[Referring expression pointing data]
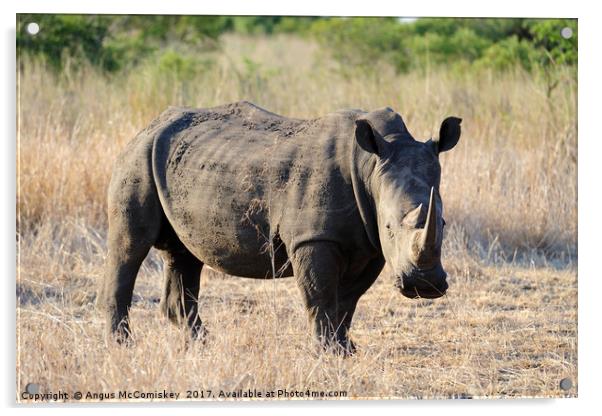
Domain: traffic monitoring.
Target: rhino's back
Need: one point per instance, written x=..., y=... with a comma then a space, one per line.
x=239, y=184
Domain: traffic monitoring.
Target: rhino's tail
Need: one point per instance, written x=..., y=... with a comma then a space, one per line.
x=170, y=123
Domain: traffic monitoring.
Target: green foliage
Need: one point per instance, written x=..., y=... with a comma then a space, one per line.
x=364, y=42
x=181, y=43
x=547, y=36
x=80, y=37
x=509, y=53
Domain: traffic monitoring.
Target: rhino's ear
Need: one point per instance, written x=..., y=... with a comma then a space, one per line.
x=449, y=134
x=368, y=138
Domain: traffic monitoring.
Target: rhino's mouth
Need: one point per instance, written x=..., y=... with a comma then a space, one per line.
x=415, y=293
x=428, y=284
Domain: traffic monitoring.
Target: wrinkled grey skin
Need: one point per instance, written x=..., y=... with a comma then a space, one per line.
x=257, y=195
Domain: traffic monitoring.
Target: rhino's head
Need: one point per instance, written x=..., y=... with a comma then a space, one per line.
x=404, y=185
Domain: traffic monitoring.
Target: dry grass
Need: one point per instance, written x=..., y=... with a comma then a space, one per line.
x=506, y=328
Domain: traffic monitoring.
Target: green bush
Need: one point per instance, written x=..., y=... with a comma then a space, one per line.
x=120, y=42
x=509, y=53
x=364, y=42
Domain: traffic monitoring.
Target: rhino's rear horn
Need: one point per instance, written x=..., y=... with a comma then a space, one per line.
x=429, y=234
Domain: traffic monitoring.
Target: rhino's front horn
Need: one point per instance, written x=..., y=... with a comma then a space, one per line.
x=429, y=236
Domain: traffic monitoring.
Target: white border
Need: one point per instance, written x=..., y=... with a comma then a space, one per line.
x=589, y=187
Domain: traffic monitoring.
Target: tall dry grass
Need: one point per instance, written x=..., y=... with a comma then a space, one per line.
x=511, y=180
x=508, y=326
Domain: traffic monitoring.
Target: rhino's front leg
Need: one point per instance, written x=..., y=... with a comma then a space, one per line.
x=318, y=267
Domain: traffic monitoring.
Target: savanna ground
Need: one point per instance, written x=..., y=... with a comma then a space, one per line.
x=506, y=328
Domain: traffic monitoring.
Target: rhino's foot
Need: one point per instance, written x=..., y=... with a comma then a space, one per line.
x=121, y=336
x=199, y=333
x=344, y=347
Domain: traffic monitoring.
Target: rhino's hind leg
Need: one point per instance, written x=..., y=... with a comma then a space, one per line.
x=132, y=232
x=181, y=288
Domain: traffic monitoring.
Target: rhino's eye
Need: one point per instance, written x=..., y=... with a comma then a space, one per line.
x=389, y=231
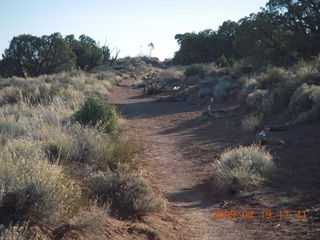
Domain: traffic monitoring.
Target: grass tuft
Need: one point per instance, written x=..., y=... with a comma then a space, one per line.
x=242, y=168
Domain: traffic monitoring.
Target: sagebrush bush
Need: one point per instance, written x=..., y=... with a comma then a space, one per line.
x=305, y=103
x=273, y=77
x=253, y=121
x=97, y=111
x=112, y=152
x=92, y=219
x=31, y=188
x=127, y=192
x=196, y=70
x=31, y=93
x=17, y=232
x=222, y=88
x=242, y=168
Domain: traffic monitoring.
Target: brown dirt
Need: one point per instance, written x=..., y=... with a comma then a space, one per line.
x=180, y=145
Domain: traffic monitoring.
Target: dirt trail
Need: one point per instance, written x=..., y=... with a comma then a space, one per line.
x=171, y=162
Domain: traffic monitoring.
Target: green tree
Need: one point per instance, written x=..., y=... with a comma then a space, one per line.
x=88, y=53
x=29, y=55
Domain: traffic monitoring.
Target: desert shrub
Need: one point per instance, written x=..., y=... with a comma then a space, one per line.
x=273, y=77
x=91, y=220
x=30, y=93
x=195, y=70
x=242, y=168
x=62, y=148
x=170, y=74
x=223, y=61
x=253, y=121
x=248, y=86
x=112, y=152
x=97, y=111
x=12, y=128
x=31, y=188
x=222, y=88
x=17, y=232
x=127, y=192
x=257, y=99
x=305, y=102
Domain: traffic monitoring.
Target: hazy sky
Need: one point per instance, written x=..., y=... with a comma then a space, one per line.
x=126, y=25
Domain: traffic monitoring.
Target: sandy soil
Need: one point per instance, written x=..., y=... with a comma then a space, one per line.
x=180, y=145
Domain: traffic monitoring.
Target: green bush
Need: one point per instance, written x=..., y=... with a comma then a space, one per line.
x=97, y=111
x=195, y=70
x=242, y=168
x=128, y=193
x=222, y=88
x=30, y=93
x=273, y=77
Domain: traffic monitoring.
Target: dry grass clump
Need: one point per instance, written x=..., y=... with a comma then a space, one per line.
x=91, y=220
x=97, y=111
x=253, y=121
x=128, y=193
x=31, y=187
x=305, y=103
x=242, y=168
x=17, y=232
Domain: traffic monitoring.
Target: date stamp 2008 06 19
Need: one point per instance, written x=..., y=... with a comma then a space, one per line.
x=263, y=214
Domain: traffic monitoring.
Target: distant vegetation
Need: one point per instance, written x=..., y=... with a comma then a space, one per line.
x=65, y=153
x=31, y=56
x=281, y=34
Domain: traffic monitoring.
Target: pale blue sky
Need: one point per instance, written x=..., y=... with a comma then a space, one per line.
x=125, y=24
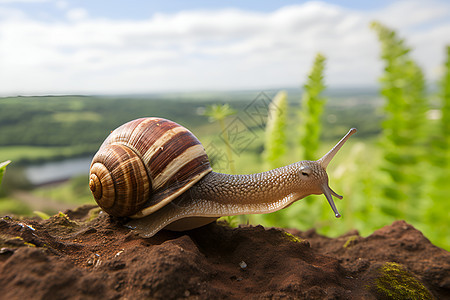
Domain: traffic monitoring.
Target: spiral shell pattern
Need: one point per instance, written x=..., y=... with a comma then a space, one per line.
x=144, y=165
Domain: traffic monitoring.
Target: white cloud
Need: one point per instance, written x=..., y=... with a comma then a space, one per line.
x=216, y=49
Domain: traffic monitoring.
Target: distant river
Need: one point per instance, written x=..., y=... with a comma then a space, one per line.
x=58, y=171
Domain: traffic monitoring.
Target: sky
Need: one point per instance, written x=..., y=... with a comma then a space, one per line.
x=139, y=46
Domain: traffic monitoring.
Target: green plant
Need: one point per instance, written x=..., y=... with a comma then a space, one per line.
x=403, y=87
x=440, y=160
x=275, y=139
x=3, y=168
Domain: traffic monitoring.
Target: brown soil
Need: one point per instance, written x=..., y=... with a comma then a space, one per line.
x=84, y=256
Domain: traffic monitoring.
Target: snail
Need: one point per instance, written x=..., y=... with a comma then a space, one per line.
x=157, y=173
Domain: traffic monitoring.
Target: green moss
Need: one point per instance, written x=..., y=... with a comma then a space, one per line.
x=350, y=241
x=291, y=237
x=64, y=220
x=395, y=282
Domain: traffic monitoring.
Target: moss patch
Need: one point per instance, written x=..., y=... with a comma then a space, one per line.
x=395, y=282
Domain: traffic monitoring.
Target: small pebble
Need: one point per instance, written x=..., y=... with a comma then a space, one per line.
x=243, y=265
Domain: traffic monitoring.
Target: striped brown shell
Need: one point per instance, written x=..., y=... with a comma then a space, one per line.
x=145, y=164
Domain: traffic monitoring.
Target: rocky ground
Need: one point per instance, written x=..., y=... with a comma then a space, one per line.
x=86, y=255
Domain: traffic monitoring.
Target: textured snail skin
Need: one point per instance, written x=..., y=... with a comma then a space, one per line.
x=217, y=195
x=157, y=172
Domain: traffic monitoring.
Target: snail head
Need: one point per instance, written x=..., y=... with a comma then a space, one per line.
x=315, y=173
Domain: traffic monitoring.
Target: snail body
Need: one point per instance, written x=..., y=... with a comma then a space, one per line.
x=157, y=173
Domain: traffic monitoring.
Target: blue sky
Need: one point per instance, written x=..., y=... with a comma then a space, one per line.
x=111, y=46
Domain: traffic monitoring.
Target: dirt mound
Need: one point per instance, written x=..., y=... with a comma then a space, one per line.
x=86, y=255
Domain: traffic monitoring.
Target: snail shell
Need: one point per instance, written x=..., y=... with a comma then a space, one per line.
x=145, y=164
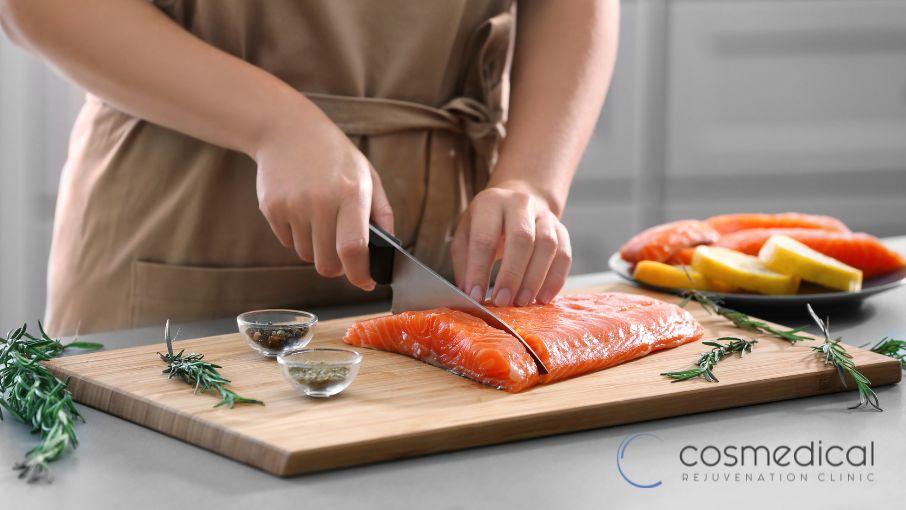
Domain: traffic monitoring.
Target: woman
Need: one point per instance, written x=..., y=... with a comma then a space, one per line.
x=223, y=141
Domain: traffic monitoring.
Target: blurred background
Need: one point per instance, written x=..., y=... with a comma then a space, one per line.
x=716, y=106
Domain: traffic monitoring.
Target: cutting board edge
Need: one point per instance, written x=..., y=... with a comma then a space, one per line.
x=206, y=434
x=886, y=371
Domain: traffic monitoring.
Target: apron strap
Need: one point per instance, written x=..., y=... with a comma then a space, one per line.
x=480, y=119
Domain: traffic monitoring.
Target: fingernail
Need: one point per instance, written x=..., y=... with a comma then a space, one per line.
x=503, y=297
x=545, y=297
x=477, y=293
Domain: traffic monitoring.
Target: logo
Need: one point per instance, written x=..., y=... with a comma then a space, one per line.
x=621, y=453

WHAT YOU HAVE TO DO:
Could you set down verbatim the lines from the beginning of the entries above through the line containing "Target: tall dry grass", both included, leaving out the pictures?

RESPONSE TO THE TASK:
Domain: traffic monitoring.
Target: rhino's back
Need: one point per instance, written x=..., y=... with a comma then a space, one per line.
x=239, y=184
Domain: traffic monitoring.
Target: rhino's tail
Need: one point per instance, written x=..., y=... with a comma then a space, one per line.
x=170, y=123
Domain: traffic monitoring.
Target: green foliage
Need: one point per instance, written x=..., y=... with a comma then a space, one per line.
x=364, y=42
x=181, y=43
x=547, y=36
x=80, y=37
x=509, y=53
Domain: traffic monitoring.
Target: rhino's ear
Need: one point per instance, written x=..., y=... with a comma then a space, one per line.
x=449, y=134
x=368, y=138
Domain: traffic monitoring.
Target: rhino's mouth
Need: one point per instance, written x=..., y=... with a comma then a space, one per line.
x=415, y=293
x=428, y=284
Domain: traffic monitoring.
Target: wrinkled grey skin
Need: one point per instance, written x=..., y=... with a comma then a space, one per line.
x=257, y=195
Domain: traffic monitoring.
Target: rhino's head
Need: one point per instance, written x=..., y=... with a comma then a space, one per line.
x=404, y=185
Domain: traffic monitoring.
Target: dry grass
Need: one point per instance, written x=..., y=... with a comma then a space, one per line.
x=506, y=328
Domain: traffic monitoring.
Target: green bush
Need: one point per instance, written x=..., y=... with a comma then a space, one per line.
x=120, y=42
x=509, y=53
x=364, y=42
Domain: traffic monitoring.
Target: rhino's rear horn
Need: one point per instance, written x=..., y=... with a comma then a space, one per line.
x=429, y=234
Domain: traffic monitoring.
Target: rhino's front horn
Need: one point per instance, written x=..., y=... with a comma then a space, one per line.
x=429, y=236
Domain: traffic monitoring.
Target: white border
Need: one point per instance, written x=..., y=... with a comma then a space, one per line.
x=589, y=187
Domain: traffic monitoring.
Target: tall dry grass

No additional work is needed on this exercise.